:: What the task asks ::
Reproduce, word for word, everything from the line containing "Task — mark the dry" down through the final line of the data below.

:: Records supplied ::
-- BEGIN --

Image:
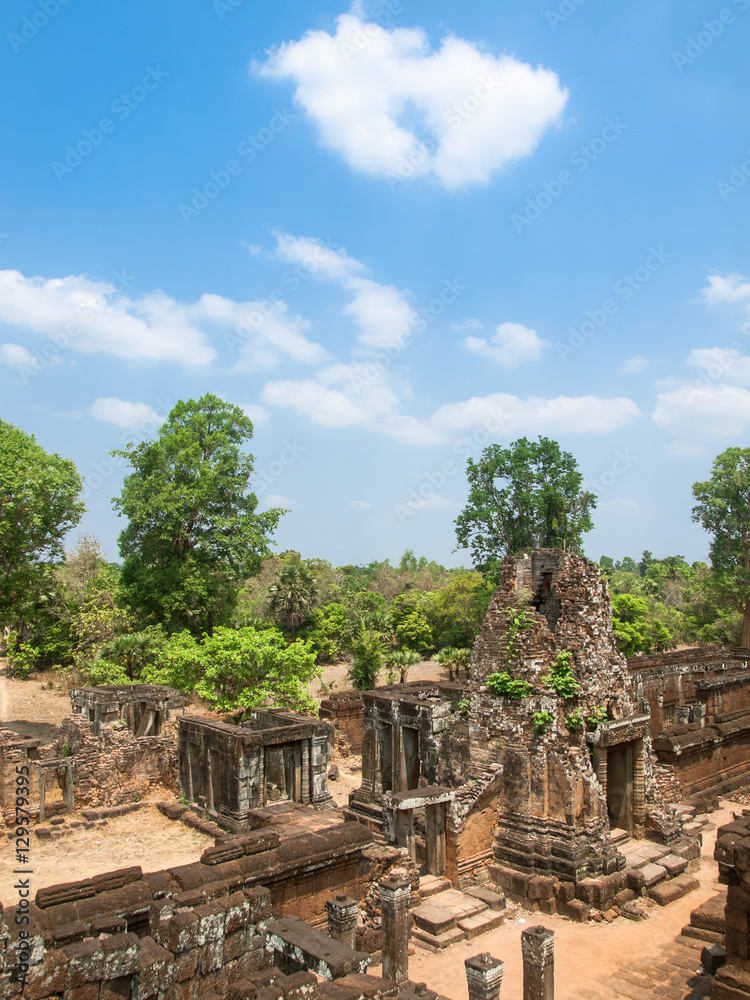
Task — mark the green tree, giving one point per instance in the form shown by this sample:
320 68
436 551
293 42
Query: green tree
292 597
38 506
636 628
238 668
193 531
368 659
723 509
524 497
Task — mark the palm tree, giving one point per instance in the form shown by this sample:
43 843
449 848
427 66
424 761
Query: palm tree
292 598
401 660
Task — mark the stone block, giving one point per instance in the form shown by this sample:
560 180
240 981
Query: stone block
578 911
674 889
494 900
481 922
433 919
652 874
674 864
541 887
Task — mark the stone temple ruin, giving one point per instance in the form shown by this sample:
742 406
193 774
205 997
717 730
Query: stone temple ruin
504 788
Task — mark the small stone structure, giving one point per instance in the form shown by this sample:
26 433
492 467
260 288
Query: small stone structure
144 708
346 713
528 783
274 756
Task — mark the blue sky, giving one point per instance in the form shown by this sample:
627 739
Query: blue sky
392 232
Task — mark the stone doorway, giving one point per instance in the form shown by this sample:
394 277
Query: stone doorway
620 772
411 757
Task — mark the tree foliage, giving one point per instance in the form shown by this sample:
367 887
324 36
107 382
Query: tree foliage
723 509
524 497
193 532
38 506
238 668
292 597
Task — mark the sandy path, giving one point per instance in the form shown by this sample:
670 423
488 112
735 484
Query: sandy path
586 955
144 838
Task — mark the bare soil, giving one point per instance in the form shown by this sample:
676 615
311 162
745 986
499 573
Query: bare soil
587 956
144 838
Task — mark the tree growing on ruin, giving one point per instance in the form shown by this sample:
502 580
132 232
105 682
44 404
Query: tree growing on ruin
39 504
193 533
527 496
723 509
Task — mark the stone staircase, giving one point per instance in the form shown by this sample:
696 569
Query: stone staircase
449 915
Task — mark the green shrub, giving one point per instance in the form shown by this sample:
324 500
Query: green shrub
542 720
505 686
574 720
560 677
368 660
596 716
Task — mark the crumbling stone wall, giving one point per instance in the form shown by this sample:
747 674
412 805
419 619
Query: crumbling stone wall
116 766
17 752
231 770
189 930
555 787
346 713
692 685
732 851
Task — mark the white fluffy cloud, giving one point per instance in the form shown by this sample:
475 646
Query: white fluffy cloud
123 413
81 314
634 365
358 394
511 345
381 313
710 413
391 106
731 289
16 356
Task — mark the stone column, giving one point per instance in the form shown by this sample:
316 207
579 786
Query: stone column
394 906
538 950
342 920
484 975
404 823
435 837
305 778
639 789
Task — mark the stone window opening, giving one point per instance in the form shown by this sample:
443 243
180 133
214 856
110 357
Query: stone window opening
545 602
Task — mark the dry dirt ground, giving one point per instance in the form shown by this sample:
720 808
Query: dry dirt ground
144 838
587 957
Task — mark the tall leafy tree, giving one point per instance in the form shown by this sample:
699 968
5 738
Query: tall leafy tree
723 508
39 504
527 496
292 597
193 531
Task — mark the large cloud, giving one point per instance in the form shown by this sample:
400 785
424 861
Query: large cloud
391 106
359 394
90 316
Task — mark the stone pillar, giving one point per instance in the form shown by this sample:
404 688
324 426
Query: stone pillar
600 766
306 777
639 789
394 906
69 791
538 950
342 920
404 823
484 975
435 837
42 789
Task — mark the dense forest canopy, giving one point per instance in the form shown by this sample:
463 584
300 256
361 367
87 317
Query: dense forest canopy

-- END --

:: Completed task ::
Task — mark the dry dirt ground, giving one point per instance in the form shown by this sample:
720 808
Query: dry dirt ground
144 838
587 957
Task — mark the tall leafy tree, giving one point per instance in the form shown by this sample:
699 968
5 738
Query: tall leafy tree
723 508
39 504
527 496
292 597
193 531
Task — mark the large cloud, giving one point per instance in the form shown by this sample:
400 785
424 861
Query: large cloud
391 106
359 394
90 316
Task — mark the stone pillar, giving one point per instance in the form shown by this sample:
404 688
324 426
Query: stone pillar
600 766
306 777
639 789
394 906
69 791
538 950
342 920
404 823
484 975
435 837
42 789
Task — mark the dense forest canopy, giving one point per instance in the form shown by this sample:
463 584
300 256
361 367
87 317
Query: dense forest canopy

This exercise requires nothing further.